PROVIDED DATA.

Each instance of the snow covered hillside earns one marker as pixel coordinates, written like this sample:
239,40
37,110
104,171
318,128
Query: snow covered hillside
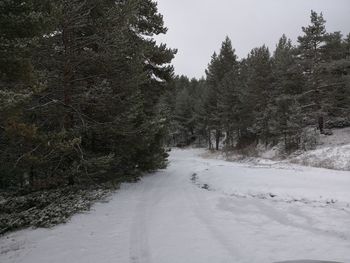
204,210
332,152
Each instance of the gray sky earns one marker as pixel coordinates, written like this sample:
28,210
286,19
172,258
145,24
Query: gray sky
197,27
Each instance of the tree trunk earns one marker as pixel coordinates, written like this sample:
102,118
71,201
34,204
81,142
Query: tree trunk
217,138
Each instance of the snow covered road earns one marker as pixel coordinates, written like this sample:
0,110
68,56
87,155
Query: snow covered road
202,210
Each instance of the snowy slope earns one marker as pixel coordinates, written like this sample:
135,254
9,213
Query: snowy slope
333,152
201,210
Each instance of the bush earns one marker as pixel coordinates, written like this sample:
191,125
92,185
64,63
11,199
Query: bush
46,208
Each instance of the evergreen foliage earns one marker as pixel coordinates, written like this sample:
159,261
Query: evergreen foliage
80,91
270,98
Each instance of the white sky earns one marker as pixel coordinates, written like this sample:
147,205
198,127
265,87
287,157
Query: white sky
197,27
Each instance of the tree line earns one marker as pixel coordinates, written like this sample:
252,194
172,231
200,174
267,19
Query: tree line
266,98
80,88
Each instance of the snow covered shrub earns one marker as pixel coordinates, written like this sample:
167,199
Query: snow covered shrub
309,139
46,208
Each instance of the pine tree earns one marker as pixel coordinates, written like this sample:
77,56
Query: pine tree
260,90
219,67
288,85
311,49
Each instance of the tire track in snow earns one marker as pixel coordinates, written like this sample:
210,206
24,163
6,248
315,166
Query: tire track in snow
200,210
139,245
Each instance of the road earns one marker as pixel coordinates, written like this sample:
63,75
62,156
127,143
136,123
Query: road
171,216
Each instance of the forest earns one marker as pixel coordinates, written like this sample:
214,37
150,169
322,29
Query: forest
89,100
280,97
79,91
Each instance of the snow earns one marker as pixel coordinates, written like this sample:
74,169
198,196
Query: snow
333,152
204,210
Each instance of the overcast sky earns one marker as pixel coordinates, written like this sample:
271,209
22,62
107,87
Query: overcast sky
197,27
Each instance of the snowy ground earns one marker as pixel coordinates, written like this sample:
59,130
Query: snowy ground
332,152
203,210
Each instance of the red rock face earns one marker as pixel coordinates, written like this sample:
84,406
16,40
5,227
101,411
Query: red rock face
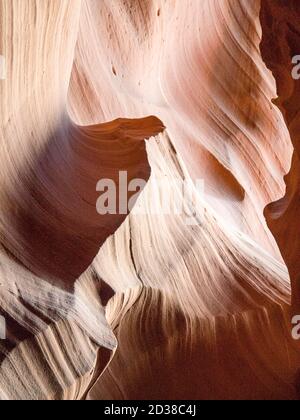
198,300
279,47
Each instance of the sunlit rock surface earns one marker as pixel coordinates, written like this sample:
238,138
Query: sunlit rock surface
145,305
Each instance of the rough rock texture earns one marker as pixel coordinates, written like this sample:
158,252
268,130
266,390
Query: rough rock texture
148,306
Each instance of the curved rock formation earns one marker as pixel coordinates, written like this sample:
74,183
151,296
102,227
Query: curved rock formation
155,303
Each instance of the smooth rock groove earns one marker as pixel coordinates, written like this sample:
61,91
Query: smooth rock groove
143,305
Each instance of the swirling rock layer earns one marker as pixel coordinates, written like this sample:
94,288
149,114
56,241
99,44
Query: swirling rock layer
146,305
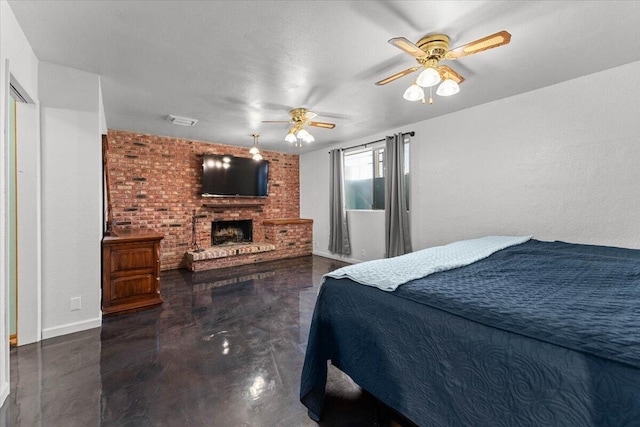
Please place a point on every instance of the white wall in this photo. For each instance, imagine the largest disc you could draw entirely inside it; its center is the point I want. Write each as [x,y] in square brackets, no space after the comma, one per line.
[18,61]
[71,199]
[560,163]
[29,224]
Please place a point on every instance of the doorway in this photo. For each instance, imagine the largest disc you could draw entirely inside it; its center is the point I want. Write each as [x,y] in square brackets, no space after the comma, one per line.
[12,220]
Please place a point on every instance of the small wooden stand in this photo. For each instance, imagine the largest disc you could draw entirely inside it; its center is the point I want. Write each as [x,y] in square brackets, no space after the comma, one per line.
[130,271]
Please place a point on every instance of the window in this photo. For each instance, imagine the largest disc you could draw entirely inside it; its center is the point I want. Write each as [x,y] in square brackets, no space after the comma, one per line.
[364,177]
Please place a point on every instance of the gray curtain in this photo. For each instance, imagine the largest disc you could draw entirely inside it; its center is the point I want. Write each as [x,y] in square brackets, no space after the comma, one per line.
[338,229]
[396,218]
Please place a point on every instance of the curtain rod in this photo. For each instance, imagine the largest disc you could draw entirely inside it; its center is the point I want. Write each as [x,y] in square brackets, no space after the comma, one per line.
[412,133]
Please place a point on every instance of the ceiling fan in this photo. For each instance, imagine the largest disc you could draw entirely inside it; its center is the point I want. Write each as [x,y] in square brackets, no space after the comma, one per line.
[301,117]
[428,52]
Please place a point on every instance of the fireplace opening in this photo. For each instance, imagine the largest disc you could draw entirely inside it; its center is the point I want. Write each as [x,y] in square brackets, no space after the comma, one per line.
[229,232]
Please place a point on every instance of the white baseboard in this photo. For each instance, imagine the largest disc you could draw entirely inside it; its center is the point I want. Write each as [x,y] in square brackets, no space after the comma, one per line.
[4,392]
[336,257]
[70,328]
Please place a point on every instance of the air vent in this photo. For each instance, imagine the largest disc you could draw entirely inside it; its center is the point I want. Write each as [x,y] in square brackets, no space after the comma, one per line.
[182,121]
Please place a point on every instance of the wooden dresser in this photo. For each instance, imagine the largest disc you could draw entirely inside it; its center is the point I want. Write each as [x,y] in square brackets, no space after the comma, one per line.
[130,271]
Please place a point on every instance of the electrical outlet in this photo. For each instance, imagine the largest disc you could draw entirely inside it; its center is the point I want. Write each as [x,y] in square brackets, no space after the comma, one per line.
[75,304]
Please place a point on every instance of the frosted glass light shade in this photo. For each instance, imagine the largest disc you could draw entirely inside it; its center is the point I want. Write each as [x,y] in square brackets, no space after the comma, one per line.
[302,134]
[429,77]
[413,93]
[290,137]
[448,87]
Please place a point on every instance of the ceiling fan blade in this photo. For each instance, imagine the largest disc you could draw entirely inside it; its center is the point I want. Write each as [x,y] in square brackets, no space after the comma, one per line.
[397,76]
[447,73]
[407,46]
[494,40]
[322,125]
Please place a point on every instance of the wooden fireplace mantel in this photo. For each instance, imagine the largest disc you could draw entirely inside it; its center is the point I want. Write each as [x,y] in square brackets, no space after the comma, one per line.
[286,221]
[233,205]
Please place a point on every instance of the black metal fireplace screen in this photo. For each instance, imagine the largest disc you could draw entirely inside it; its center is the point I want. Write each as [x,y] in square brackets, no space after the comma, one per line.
[228,232]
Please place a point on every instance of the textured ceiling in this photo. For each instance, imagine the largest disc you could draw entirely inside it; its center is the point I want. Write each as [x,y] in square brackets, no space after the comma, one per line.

WORK TO COMPLETE.
Apart from the pictures, the entries above are to be repeated in full and exactly.

RESPONSE BELOW.
Each instance of the snow covered hillside earns one marker as pixel coordinates, written like this sample:
239,40
37,110
104,171
318,128
Query: snow covered hillside
204,210
332,152
Each instance of the gray sky earns one marker as pixel coordinates, written like this sample:
28,210
286,19
172,258
145,24
Query: gray sky
197,27
Each instance of the tree trunk earns one marker as pixel coordinates, written like this sample:
102,118
71,201
34,204
81,142
Query: tree trunk
217,138
Each instance of the snow covered road earns one marker as pixel coordinates, written like this sample:
0,110
68,56
87,155
Query: snow covered road
202,210
Each instance of the snowy slope earns one marker as pixel coordinates, written like this sample:
135,254
9,213
Query: snowy slope
333,152
201,210
Each instance of the bush earns one marker as pixel coordinates, written like this sample:
191,125
92,185
64,63
11,199
Query: bush
46,208
Each instance of the evergreen foliage earns one marker as pixel coordinates, written like this sample:
159,261
Query: evergreen foliage
80,91
270,98
Each instance of the white sky earns one marker as pixel coordinates, written like this sample:
147,205
198,127
265,87
287,157
Query: white sky
197,27
Each instance of the tree line earns one marker as pixel coordinates, written like this sample:
252,194
172,231
200,174
267,19
Query: tree line
266,98
80,88
Each instance of the snow covered shrub earns one marker as pixel coordinates, written like this sample:
167,199
Query: snow covered shrub
309,139
46,208
Each instance of the pine tree earns one marker as pixel coordinates, written like this sample:
77,56
Query: pine tree
260,90
219,67
288,85
311,49
Each instance of the tire track in snow earns one marker as pixel coordinates, written like this sample:
210,206
24,163
6,248
315,166
Query: tire track in snow
200,210
139,245
Each instance of the road earns one marker as pixel coordinates, written like this sample:
63,75
62,156
127,143
136,123
Query: road
171,216
Each instance of the forest earns one marker as pixel coordinates, written like this sample:
214,37
150,169
322,29
Query: forest
89,100
280,97
79,91
Each instance of the snow earns one marker as pixel coordinates, written like this sample:
74,169
198,196
Query: snow
333,152
204,210
Each instance of the overcast sky earns one marker as pixel coordinates, written like this sample:
271,209
22,62
107,87
Query: overcast sky
197,27
Each instance of the snowy ground earns one marker as pixel coordinates, written like this sample:
59,130
Query: snowy ground
332,152
203,210
Each instance of the red rock face earns one marker as pixel coordinates, written like this sample:
84,406
16,40
5,227
101,411
Query: red rock face
198,300
279,47
Each instance of the sunlit rock surface earns one marker as pixel coordinates, written like this sample:
238,138
Query: sunlit rock surface
145,305
Each instance of the rough rock texture earns one marker as pixel coordinates, written like this sample:
158,252
268,130
266,390
Query: rough rock texture
148,306
Each instance of the curved rock formation earns one marker as pixel coordinates, written like this sample:
74,183
151,296
102,227
Query: curved rock formation
155,303
Each instance of the smooth rock groove earns one marker as pixel coordinates, written like this sample:
61,91
Query: smooth rock groove
143,305
Each instance of the swirling rock layer earns one marker as pixel coordinates, written like this sample:
94,288
149,114
56,241
99,44
Query: swirling rock layer
146,305
Please place a point on every instance of the white wall in this photo. For each instance, imagine the largest disc you could draw entirely inside it; its center is the point I want. Write each as [x,y] in square brackets, no space after the comma, one per line.
[18,61]
[71,199]
[560,163]
[29,224]
Please place a point on every instance of the doorway in this photo. For each instance, imagine the largest disc you could draw entirely inside it; its center is the point I want. Write each as [x,y] in square brackets, no space after the comma, one per line.
[12,220]
Please place a point on every instance of the small wooden stand in this photo. For each instance, imagine the largest disc you could draw entirely inside it; its center is the point I want. Write each as [x,y] in square brackets, no space after the comma, one per line.
[130,271]
Please place a point on every instance of the window in this photo. For each instance, imagine the largest disc you could draw entirely inside it; its center is the point I want. Write each as [x,y] in square brackets, no space after the comma, one per line.
[364,177]
Please place a point on every instance of the gray curtain in this photo. For each instance, imagine the largest disc you could draw entirely inside it; its center is the point I want. Write each as [x,y] in square brackets, no space after the comma, one per line.
[338,229]
[396,218]
Please place a point on every instance of the curtain rod in this photo. For each instance, imagine the largest disc you could draw entirely inside it; its center is the point I want. Write each as [x,y] in square brackets, no space after the comma, one per line.
[412,133]
Please place a point on every instance of the ceiling fan in this photo. For each instance, imagine the largest disc you could draw entirely inside it; its center is the point I want. Write each as [x,y] in square brackets, no space after the comma, one per line.
[301,117]
[428,52]
Please place a point on every instance of the fireplace opening in this photo. For each instance, imagine the largest disc you could draw entirely inside it; its center is the point I want. Write each as [x,y] in square brackets, no space after the comma, one per line.
[229,232]
Please place a point on every instance of the white baseboard in this photo. For each instance, imagine the largest disc you could draw entirely inside it; its center is the point I want. Write each as [x,y] in square brackets, no space after the comma, one per line.
[4,392]
[336,257]
[70,328]
Please place a point on every instance of the air vent in this photo. For each instance, imagine the largest disc you could draw entirely inside it; its center is the point I want. Write each as [x,y] in square brackets, no space after the comma, one per line.
[182,121]
Please place a point on every instance of the wooden dresser in this photo. For each instance, imagine the largest disc you could draw entirely inside it; its center is the point I want. Write each as [x,y] in square brackets, no space after the comma, one per line.
[130,271]
Please place a point on every instance of the electrical outlet in this photo. For each instance, imagine the largest disc you could draw entirely inside it; its center is the point I want. Write each as [x,y] in square brackets, no space after the comma, one per line.
[75,304]
Please place a point on every instance of the frosted glass light shade in this photo. For each instance, imagine the largest disc you could draw entirely inside it; its center is the point I want. Write each as [x,y] in square brackets, no space after the comma, one per line.
[302,134]
[429,77]
[413,93]
[290,137]
[448,87]
Please place a point on every instance of the ceiling fan blade in this photo. For each instance, imagine the largest disc you could draw entirely inside it; its center is the point I want. Write each as [x,y] in square brackets, no space after the comma, one per line.
[397,76]
[447,73]
[407,46]
[494,40]
[322,125]
Please place a point on every instance of the wooden fireplace mantel in this photo. For each instance, imagine the largest disc you could draw entirely inside it; its center is the point I want. Write each as [x,y] in square brackets, no space after the comma, one per line.
[286,221]
[233,205]
Please place a point on every instance of the black metal fireplace screen in this photo. For each instance, imagine the largest disc you could draw entirely inside it; its center is the point I want. Write each as [x,y] in square brackets, no space after the comma, one per line.
[228,232]
Please place a point on every instance of the textured ceiling in this photo. For each instance, imagine the largest disc you could draw entirely inside it; its center is the point I want. Write each as [x,y] in square brackets, no space after the comma, one per line.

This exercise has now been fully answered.